Exercise instructions :: Please copy every line below that contains the string "integer".

The input ::

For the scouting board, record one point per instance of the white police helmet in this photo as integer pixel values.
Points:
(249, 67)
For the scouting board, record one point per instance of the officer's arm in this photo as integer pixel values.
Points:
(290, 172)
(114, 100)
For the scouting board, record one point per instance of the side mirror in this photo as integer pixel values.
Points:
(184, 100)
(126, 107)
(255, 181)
--
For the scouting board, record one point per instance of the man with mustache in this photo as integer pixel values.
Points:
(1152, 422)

Solution ::
For the scouting board, record one point per instance of the white police helmet in this photo as integer pixel values.
For the scouting board, record one point per instance of the officer's arm in this photo as integer pixel values.
For the scouting board, record one point per instance of the side mirror in this photo as integer pixel values.
For the scouting board, record one point per instance of the man with mustache in this photo as integer pixel values.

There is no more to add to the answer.